══ Document excerpt
If there is evidence of a common-source outbreak, questions concerning the ingestion of specific foods and the timing of diarrhea after a meal can provide clues to the bacterial cause of the illness.

  • Staphylococcus aureus: Enterotoxin is elaborated in food left at room temperature (e.g., at picnics).
    • The incubation period is 1–6 h. Disease lasts <12 h and consists of diarrhea, nausea, vomiting, and abdominal cramping, usually without fever.
    • Most cases are due to contamination from infected human carriers.
  • Bacillus cereus: Either an emetic or a diarrheal form of food poisoning can occur.
    • The emetic form presents like S. aureus food poisoning, is due to a staphylococcal type of enterotoxin, has an incubation period of 1–6 h, and is associated with contaminated fried rice.
    • The diarrheal form has an incubation period of 8–16 h, is caused by an enterotoxin resembling Escherichia coli heat-labile toxin (LT), and presents as diarrhea and abdominal cramps without vomiting.
  • Clostridium perfringens: Ingestion of heat-resistant spores in undercooked meat, poultry, or legumes leads to toxin production in the intestinal tract. The incubation period is 8–14 h, after which pts develop ≤24 h of diarrhea and abdominal cramps, without vomiting or fever.
════
**What is needed:** In the food poisoning text, which food is linked to the emetic form of Bacillus cereus illness? The listing that comes next isn't needed for anything here.
══ Data listing
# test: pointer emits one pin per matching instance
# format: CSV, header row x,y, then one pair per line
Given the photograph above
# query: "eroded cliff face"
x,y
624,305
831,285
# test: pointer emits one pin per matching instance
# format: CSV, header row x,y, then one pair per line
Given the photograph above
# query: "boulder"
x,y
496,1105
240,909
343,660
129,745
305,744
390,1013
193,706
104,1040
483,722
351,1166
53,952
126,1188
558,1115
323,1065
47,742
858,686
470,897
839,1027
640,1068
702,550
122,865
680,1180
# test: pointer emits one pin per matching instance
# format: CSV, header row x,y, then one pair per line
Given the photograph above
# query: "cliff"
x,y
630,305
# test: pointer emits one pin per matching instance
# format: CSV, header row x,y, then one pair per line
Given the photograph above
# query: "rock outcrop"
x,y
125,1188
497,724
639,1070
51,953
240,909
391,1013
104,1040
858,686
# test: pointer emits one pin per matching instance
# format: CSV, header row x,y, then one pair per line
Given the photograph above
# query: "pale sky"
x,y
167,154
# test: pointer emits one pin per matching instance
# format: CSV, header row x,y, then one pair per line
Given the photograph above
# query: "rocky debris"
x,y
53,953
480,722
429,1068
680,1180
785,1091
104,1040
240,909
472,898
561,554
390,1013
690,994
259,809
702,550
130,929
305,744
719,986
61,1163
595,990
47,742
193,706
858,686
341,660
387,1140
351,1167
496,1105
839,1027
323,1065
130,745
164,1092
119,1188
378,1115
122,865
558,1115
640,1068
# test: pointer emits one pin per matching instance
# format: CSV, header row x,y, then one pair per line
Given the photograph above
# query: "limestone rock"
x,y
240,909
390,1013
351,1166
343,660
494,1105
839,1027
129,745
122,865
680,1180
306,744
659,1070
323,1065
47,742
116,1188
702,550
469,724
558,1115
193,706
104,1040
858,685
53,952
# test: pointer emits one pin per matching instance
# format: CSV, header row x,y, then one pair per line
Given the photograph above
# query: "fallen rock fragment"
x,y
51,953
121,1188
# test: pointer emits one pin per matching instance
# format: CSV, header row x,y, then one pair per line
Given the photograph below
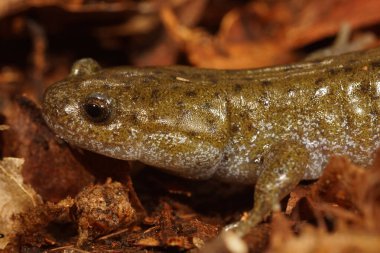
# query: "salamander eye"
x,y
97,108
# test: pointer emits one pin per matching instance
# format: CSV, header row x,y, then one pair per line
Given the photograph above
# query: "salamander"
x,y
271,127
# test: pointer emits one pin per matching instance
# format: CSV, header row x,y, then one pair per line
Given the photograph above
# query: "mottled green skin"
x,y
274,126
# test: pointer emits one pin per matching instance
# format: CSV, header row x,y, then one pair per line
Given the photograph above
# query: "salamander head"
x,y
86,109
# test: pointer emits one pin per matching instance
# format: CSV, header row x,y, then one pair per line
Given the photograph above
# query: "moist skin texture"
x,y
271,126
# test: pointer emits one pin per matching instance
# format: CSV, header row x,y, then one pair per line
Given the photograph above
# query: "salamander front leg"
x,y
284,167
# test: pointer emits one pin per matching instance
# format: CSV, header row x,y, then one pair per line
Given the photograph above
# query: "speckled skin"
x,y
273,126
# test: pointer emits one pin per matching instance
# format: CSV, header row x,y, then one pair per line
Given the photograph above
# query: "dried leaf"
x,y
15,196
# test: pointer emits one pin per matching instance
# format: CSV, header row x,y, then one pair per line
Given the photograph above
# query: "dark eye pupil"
════
**Result of this task:** Contaminated fried rice.